REQUIRED WORK ▸ Pick out each line of the data below that contains the word "chair", and copy those lines.

PROVIDED MATERIAL ▸
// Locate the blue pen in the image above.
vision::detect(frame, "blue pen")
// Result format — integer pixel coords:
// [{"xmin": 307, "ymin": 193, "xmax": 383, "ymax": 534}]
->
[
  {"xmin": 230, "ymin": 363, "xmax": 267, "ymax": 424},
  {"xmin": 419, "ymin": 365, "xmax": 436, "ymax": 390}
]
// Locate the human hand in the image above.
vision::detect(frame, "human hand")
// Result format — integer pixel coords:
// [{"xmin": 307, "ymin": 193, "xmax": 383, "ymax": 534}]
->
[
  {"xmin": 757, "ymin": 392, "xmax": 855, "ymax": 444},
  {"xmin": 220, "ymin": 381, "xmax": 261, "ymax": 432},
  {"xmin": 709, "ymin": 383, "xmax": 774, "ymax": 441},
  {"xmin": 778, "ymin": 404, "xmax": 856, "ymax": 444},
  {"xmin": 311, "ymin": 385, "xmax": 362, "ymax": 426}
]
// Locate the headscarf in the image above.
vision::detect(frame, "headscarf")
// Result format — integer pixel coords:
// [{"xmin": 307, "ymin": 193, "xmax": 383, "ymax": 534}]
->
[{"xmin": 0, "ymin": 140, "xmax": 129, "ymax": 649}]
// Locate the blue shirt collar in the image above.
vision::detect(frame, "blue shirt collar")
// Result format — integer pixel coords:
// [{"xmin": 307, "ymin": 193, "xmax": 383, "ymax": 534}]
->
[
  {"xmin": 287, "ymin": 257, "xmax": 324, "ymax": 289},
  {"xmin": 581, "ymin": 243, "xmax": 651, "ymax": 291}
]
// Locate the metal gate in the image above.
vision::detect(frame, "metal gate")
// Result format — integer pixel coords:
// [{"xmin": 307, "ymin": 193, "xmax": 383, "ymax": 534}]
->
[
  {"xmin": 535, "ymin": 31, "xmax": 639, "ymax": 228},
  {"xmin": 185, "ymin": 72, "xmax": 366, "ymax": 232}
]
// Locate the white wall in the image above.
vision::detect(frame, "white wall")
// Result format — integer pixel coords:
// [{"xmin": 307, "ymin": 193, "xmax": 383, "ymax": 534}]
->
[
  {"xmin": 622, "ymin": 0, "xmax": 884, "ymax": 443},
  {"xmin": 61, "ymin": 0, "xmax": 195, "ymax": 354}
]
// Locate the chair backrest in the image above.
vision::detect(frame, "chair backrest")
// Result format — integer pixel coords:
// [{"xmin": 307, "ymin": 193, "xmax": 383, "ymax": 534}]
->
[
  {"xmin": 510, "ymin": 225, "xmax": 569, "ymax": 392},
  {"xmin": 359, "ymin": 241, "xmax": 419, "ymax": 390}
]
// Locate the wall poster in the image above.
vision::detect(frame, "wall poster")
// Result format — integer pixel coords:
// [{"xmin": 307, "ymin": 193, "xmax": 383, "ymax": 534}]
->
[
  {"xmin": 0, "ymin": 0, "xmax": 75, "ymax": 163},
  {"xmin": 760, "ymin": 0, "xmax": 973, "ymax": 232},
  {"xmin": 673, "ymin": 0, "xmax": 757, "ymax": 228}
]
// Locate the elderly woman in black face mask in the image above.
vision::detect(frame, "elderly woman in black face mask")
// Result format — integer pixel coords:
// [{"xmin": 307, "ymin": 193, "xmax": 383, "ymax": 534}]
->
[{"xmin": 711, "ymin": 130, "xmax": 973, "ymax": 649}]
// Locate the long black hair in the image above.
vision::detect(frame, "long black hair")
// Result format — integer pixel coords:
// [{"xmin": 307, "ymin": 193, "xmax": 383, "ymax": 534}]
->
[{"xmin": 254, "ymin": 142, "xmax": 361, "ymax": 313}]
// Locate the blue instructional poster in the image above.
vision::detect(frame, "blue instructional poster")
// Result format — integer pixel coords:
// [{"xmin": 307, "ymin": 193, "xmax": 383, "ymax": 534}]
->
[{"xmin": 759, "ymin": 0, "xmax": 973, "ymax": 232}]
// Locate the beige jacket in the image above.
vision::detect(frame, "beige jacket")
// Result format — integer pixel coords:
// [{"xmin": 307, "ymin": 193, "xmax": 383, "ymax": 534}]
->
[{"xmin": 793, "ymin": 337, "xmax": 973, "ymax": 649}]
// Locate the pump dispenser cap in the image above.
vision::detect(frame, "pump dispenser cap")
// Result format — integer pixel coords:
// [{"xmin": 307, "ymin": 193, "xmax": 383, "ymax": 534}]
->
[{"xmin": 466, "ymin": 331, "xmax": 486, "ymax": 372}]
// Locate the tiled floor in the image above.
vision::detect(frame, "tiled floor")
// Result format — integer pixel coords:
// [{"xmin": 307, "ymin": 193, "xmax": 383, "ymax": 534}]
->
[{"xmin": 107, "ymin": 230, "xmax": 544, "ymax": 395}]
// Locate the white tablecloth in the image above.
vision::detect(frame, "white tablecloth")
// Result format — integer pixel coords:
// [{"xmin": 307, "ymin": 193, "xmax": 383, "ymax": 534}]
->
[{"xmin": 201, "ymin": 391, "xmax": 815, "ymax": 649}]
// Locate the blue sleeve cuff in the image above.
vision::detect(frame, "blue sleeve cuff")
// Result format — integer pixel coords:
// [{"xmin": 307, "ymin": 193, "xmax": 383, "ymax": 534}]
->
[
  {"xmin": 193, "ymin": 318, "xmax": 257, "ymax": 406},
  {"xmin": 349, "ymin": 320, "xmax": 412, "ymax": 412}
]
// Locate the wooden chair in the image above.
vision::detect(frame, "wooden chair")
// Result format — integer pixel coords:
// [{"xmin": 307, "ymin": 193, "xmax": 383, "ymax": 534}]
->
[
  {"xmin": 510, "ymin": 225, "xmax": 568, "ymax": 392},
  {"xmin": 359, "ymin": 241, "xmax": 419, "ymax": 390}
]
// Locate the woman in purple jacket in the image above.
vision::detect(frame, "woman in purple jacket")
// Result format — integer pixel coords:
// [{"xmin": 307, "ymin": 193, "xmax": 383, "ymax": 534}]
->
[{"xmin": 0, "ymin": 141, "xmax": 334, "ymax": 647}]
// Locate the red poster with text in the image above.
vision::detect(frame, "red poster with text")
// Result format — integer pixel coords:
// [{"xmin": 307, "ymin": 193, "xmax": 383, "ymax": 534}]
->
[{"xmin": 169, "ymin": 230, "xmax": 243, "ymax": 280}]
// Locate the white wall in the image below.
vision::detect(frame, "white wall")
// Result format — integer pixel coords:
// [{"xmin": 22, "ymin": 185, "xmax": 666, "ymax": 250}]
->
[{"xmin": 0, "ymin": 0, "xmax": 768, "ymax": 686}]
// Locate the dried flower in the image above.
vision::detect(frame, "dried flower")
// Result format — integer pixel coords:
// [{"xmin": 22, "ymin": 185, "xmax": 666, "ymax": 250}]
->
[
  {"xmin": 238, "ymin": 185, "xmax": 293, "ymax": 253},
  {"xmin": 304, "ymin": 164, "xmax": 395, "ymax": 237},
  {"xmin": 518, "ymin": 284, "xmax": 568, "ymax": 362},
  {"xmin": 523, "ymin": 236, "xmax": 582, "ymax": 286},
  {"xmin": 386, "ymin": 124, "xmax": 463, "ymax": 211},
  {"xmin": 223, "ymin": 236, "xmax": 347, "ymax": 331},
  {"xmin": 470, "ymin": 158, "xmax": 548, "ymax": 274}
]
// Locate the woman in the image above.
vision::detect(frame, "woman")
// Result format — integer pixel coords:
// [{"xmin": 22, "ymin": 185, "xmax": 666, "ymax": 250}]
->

FINAL RESULT ▸
// Locate the chair backrest in the image above.
vision::detect(frame, "chair backrest")
// Locate the wooden chair in the image above.
vision::detect(frame, "wooden chair")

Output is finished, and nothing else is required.